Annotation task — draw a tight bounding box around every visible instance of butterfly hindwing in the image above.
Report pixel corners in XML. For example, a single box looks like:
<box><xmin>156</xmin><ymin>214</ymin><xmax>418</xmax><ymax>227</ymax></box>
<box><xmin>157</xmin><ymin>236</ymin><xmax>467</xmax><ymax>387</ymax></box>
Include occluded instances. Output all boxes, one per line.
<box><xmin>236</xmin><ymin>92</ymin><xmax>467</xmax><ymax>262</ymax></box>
* * *
[WORK REQUIRED]
Copy, exactly as written, the lines above, beginning with the one that contains "Include occluded instances." and ending with the last.

[ANSWER BOX]
Include occluded instances. Output all boxes, one per line.
<box><xmin>236</xmin><ymin>92</ymin><xmax>467</xmax><ymax>262</ymax></box>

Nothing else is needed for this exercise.